» WRITTEN INSTRUCTION
Put the material from the line with "Question. In the picture above, identify the tile patterned" up to and including the line with "152), (907, 223)]" into a two-column CSV with the headers text and answer. Give one row for each item and its answer, with every field in double quotes and any line breaks replaced by spaces.

» AVAILABLE RECORDS
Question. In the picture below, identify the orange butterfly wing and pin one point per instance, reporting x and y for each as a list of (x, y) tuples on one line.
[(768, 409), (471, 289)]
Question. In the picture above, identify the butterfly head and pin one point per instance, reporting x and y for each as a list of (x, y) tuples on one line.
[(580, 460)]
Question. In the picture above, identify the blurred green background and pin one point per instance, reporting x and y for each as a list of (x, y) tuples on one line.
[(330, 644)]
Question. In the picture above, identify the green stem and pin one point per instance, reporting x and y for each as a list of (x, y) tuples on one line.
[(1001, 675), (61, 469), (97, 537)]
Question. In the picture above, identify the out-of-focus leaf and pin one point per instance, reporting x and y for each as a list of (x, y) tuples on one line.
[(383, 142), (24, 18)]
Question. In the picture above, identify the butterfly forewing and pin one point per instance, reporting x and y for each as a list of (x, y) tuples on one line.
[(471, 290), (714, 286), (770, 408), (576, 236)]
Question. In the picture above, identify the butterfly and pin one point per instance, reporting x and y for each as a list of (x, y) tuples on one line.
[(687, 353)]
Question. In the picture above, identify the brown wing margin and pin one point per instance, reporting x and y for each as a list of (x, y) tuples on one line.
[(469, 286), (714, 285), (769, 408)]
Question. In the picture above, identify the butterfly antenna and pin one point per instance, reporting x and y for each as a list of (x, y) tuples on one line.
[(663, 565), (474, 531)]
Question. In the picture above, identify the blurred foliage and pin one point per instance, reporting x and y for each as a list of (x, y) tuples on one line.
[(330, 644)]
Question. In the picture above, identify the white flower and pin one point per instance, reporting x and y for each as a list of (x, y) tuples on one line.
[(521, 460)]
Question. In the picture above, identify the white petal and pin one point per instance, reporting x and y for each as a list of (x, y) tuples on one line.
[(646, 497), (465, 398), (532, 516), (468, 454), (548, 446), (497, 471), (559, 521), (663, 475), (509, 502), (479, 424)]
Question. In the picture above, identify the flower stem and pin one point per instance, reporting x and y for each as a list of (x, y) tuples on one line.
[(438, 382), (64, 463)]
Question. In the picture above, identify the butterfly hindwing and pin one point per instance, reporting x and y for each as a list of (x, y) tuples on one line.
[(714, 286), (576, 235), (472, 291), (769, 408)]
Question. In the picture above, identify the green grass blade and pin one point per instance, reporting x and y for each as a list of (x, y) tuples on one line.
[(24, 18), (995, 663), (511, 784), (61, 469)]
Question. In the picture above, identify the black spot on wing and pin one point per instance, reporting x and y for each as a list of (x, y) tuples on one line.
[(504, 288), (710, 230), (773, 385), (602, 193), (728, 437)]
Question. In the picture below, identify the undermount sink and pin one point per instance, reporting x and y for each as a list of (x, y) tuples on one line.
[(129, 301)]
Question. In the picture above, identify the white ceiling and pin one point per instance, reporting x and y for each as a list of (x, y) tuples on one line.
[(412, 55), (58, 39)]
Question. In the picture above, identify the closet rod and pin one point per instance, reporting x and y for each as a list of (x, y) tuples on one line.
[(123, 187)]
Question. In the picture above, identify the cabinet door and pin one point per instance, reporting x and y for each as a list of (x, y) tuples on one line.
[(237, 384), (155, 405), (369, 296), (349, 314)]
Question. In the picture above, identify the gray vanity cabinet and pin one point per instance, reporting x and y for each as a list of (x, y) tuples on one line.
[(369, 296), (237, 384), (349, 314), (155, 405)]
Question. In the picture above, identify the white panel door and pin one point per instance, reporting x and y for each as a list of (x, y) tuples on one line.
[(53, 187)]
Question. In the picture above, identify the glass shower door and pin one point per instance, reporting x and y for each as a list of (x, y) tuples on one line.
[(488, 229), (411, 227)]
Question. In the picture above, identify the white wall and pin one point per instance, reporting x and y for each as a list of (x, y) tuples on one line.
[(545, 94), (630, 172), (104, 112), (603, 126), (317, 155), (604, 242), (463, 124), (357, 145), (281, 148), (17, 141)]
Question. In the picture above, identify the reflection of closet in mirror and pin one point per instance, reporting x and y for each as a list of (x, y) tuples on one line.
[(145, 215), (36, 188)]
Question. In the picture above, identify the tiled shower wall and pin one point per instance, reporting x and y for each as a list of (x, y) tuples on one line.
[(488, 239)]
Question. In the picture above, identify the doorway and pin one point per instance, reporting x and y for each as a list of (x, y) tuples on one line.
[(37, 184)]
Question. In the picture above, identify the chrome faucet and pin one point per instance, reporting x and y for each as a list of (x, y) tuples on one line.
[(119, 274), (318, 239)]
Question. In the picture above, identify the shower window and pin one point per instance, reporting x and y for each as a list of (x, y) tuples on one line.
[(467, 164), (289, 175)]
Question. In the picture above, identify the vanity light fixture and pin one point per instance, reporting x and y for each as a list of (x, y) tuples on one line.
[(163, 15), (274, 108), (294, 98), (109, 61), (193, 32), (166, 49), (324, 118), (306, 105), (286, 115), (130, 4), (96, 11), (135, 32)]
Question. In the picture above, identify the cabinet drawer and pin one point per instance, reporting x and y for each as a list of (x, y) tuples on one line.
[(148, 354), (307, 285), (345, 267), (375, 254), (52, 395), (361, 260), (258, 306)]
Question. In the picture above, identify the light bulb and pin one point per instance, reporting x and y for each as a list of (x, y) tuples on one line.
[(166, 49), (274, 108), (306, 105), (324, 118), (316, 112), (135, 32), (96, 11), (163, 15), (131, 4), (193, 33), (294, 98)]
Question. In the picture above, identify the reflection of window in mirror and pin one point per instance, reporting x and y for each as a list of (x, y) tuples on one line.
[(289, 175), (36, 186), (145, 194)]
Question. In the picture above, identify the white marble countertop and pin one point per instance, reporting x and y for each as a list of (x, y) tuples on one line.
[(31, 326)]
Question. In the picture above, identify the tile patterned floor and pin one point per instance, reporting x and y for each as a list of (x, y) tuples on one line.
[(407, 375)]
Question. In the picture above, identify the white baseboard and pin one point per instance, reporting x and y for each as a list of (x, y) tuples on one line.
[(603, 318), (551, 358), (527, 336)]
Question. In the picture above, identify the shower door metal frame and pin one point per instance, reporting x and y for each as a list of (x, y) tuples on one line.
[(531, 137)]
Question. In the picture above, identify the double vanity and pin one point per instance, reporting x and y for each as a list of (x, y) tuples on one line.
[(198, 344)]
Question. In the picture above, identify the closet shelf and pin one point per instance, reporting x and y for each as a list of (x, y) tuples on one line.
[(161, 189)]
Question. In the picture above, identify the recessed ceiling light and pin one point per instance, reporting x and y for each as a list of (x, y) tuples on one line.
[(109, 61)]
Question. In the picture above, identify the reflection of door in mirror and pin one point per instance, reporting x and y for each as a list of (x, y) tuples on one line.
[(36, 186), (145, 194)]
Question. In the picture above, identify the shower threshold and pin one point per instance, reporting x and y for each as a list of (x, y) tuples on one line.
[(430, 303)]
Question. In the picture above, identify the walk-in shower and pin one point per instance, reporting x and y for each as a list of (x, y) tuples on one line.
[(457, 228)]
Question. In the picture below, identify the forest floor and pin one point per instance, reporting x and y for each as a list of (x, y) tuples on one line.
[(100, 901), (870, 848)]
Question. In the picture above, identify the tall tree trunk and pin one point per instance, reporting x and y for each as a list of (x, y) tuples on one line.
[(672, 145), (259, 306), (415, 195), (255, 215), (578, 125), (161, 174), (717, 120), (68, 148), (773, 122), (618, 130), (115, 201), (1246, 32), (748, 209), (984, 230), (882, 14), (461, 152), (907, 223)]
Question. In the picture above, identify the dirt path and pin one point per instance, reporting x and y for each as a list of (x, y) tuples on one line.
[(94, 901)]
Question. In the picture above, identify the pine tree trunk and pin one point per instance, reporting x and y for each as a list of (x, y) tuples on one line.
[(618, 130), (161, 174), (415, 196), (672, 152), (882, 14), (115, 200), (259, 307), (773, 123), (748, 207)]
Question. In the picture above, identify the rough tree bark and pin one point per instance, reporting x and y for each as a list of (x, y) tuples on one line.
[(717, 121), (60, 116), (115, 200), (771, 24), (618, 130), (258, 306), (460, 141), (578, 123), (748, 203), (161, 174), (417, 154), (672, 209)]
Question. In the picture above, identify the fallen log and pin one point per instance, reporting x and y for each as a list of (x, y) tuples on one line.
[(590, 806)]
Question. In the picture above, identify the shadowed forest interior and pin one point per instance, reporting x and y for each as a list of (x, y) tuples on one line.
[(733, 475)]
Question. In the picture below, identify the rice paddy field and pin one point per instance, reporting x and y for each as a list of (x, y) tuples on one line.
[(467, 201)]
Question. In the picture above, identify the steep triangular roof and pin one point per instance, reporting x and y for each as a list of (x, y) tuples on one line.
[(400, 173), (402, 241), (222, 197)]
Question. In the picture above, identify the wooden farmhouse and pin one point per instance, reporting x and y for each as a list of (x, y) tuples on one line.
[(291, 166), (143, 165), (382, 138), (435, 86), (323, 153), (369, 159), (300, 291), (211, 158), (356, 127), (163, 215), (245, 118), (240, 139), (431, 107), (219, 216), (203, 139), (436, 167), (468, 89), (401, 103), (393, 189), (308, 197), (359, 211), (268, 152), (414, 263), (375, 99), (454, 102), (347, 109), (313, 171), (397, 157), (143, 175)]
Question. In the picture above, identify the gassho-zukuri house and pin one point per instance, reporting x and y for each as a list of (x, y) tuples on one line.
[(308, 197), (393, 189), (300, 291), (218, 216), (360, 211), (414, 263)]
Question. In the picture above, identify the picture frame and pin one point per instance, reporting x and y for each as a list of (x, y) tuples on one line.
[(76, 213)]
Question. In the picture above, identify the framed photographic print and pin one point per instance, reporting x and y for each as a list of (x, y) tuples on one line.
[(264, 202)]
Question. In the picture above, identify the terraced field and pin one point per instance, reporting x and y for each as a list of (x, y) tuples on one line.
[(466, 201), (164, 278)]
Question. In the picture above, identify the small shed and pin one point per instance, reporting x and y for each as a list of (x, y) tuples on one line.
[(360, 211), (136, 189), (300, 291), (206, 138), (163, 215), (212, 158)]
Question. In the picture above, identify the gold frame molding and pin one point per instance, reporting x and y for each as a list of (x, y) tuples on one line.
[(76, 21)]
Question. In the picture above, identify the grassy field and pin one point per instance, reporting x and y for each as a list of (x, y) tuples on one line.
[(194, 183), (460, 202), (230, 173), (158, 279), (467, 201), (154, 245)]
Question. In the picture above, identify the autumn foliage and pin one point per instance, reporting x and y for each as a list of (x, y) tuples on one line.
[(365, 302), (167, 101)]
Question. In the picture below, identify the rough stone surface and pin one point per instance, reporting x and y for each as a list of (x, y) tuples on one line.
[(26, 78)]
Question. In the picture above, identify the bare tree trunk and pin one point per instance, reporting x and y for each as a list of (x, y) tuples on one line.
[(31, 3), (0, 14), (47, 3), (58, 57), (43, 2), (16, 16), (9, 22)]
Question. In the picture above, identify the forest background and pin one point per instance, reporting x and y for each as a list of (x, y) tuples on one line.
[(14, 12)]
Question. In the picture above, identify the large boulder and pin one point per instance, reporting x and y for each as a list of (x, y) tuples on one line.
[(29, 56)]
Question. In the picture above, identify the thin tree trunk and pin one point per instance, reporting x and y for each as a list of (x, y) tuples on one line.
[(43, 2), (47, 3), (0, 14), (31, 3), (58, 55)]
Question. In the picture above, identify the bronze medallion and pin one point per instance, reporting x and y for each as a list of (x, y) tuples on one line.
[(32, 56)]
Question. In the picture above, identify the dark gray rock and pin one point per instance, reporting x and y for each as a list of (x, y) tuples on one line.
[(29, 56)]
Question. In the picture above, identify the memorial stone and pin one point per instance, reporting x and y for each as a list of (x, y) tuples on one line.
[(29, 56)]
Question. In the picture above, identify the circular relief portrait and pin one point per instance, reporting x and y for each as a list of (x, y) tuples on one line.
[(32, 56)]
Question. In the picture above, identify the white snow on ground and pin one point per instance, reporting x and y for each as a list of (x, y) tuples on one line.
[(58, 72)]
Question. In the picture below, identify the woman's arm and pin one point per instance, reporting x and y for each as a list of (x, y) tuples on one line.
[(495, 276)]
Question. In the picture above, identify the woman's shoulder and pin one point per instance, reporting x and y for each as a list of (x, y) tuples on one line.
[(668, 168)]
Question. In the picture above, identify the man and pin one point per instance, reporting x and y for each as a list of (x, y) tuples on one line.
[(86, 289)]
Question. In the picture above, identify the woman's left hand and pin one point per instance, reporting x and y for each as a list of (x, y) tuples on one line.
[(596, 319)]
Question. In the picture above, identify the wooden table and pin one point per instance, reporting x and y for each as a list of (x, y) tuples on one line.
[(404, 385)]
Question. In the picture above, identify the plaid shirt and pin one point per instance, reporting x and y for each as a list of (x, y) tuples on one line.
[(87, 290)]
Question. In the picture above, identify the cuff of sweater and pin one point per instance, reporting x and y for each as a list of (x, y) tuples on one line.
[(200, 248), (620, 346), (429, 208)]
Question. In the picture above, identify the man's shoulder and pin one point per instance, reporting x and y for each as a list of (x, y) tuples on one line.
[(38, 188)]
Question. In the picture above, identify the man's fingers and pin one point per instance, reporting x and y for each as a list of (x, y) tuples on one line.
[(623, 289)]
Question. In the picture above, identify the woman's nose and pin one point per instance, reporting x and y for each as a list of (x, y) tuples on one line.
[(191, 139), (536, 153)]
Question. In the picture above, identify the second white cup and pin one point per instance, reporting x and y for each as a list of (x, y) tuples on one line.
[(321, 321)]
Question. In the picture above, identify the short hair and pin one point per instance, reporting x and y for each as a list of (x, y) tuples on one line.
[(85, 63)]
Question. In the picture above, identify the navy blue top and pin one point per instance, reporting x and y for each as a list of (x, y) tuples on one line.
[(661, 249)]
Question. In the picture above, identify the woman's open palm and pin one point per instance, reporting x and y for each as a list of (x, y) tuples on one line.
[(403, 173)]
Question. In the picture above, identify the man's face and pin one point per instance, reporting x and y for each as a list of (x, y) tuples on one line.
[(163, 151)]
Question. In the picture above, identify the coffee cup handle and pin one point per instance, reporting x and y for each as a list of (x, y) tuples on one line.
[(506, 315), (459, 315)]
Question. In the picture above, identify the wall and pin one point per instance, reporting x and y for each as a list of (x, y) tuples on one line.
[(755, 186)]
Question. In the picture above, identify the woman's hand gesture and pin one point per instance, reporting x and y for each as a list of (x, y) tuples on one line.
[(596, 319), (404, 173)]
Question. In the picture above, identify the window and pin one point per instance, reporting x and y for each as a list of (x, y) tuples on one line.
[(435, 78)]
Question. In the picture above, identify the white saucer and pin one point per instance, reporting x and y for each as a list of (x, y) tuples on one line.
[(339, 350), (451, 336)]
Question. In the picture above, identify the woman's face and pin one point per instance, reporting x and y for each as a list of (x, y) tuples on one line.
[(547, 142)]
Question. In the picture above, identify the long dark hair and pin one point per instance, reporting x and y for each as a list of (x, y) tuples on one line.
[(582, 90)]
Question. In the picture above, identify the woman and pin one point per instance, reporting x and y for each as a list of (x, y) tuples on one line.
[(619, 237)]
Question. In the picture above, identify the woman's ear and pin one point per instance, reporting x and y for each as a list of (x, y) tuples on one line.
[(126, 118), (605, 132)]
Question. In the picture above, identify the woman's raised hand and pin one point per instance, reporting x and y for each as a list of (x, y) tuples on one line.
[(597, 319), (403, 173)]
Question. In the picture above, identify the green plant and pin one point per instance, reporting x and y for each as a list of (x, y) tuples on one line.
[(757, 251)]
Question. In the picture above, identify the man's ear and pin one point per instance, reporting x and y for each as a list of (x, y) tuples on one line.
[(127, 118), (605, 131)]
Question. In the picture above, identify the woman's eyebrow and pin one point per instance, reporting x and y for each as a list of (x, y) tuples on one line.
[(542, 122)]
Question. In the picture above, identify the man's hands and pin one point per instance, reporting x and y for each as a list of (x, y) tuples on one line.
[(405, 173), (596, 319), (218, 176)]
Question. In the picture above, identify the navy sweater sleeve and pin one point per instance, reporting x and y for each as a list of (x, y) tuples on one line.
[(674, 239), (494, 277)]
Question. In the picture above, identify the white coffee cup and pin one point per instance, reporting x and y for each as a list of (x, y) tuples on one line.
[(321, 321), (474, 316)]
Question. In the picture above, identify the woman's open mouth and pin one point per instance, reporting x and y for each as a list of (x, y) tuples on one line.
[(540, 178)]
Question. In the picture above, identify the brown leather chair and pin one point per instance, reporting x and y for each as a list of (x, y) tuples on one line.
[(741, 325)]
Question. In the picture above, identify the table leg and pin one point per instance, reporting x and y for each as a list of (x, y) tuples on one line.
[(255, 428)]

» COMPLETED TASK
text,answer
"Question. In the picture above, identify the tile patterned floor and pin one point per instance, reporting x and y for each as a list of (x, y) tuples on one line.","[(407, 375)]"
"Question. In the picture above, identify the white baseboard and pin one point per instance, reporting x and y for each as a list of (x, y) tuples on one line.","[(603, 318), (551, 358), (527, 336)]"
"Question. In the picture above, identify the shower door metal frame and pin one point per instance, reporting x and y for each as a list of (x, y) tuples on one line.","[(531, 137)]"
"Question. In the picture above, identify the double vanity and pin one point per instance, reporting x and y for each as a list of (x, y) tuples on one line.","[(198, 344)]"
"Question. In the picture above, identify the closet shelf and pin one point per instance, reporting x and y for each as a list of (x, y) tuples on one line.","[(161, 189)]"
"Question. In the picture above, identify the recessed ceiling light and pin one point per instance, reporting x and y for each as a list of (x, y) tuples on one line.","[(109, 61)]"
"Question. In the picture above, identify the reflection of door in mirror and pin one point per instance, reporting x and y for each as a list of (x, y) tuples on one line.","[(36, 186), (145, 194)]"
"Question. In the picture above, identify the shower threshold and pin one point per instance, reporting x and y for each as a list of (x, y) tuples on one line.","[(430, 303)]"
"Question. In the picture above, identify the walk-in shower and pin one point per instance, reporting x and y for each as a list of (x, y) tuples on one line.","[(457, 228)]"
"Question. In the picture below, identify the forest floor and pin one point per instance, reporting x and y for each as a list of (x, y) tuples on one line.","[(100, 901), (870, 848)]"
"Question. In the picture above, identify the tall tree trunk and pin one point per instance, reporting x and y for each as a list of (x, y) tuples on one line.","[(672, 145), (259, 306), (415, 195), (255, 215), (578, 125), (161, 174), (717, 120), (68, 148), (773, 122), (618, 130), (115, 201), (1246, 32), (748, 209), (984, 230), (882, 14), (461, 152), (907, 223)]"